--- Task details ---
Pull every line holding the string "concrete" from the records below.

[Opening Provided records section]

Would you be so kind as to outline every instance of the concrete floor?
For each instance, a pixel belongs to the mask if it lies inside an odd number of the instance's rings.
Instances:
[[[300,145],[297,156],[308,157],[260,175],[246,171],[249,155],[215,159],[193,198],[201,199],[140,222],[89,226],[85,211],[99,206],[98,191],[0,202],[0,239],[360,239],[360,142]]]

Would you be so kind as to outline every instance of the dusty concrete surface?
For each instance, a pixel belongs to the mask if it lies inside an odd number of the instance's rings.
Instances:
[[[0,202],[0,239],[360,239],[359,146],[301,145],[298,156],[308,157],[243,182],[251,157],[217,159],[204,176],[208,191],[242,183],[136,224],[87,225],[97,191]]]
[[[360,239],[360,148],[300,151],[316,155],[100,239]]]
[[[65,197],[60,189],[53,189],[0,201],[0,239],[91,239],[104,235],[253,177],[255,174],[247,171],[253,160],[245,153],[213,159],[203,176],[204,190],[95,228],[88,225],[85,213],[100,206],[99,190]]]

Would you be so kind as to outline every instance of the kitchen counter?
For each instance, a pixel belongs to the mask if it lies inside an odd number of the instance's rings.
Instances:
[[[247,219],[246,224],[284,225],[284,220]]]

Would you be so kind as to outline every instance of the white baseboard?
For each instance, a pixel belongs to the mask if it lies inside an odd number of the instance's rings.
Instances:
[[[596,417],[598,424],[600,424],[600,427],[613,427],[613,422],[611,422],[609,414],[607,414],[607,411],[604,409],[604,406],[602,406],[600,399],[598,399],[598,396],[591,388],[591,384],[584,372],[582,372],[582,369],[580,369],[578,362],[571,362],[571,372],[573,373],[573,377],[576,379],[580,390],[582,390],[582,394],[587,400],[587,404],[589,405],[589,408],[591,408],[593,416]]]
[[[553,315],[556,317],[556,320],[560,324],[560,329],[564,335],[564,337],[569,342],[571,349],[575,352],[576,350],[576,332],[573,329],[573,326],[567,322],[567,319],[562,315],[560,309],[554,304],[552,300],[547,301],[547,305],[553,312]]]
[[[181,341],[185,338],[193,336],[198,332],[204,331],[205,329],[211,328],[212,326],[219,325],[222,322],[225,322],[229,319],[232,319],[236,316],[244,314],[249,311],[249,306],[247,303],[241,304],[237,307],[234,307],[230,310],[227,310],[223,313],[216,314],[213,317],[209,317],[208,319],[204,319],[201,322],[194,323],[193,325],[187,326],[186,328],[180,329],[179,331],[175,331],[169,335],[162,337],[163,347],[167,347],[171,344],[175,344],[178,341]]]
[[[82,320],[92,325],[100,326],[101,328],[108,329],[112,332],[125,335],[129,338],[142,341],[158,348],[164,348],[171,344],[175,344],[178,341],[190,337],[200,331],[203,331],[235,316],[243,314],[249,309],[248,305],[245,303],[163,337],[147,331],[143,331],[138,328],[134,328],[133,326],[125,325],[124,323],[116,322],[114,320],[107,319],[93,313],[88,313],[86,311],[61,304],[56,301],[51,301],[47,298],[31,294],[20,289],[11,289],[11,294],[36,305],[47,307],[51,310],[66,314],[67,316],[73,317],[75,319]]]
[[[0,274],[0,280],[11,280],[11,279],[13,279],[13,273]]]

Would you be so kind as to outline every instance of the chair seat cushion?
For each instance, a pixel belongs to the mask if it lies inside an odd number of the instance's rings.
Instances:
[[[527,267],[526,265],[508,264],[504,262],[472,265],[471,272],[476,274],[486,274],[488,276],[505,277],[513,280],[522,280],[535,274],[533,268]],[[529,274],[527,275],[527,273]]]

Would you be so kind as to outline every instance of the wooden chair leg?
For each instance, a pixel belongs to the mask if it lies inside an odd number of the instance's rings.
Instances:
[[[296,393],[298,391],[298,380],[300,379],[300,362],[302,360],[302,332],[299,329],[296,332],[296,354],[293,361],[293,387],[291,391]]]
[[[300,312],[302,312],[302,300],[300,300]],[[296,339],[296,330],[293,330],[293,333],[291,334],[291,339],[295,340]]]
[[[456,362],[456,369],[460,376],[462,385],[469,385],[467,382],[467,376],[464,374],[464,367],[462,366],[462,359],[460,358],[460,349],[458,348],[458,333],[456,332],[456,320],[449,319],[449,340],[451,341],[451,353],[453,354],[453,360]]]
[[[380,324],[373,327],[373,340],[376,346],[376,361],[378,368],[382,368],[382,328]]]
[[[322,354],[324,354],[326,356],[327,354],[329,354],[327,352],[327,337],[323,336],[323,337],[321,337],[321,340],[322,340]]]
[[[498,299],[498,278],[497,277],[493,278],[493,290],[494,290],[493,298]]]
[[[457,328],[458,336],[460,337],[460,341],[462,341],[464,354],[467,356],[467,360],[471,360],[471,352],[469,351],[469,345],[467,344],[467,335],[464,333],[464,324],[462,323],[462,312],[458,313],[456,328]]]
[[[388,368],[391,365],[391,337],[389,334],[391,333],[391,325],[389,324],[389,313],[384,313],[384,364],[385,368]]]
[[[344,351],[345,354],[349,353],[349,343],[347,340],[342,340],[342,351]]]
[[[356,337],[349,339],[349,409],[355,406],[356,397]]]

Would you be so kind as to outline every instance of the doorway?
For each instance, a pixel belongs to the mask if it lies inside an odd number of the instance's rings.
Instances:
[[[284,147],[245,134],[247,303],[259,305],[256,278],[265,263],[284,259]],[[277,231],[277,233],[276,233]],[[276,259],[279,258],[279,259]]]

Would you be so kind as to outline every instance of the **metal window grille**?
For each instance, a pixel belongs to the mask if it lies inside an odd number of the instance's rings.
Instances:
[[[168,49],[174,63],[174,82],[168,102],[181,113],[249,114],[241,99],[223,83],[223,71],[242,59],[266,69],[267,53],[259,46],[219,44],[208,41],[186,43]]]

[Closing Provided records section]

--- Response to this exercise ---
Would you be so kind as to outline every instance of the concrete floor?
Would you be so kind as to outline every instance of the dusty concrete surface?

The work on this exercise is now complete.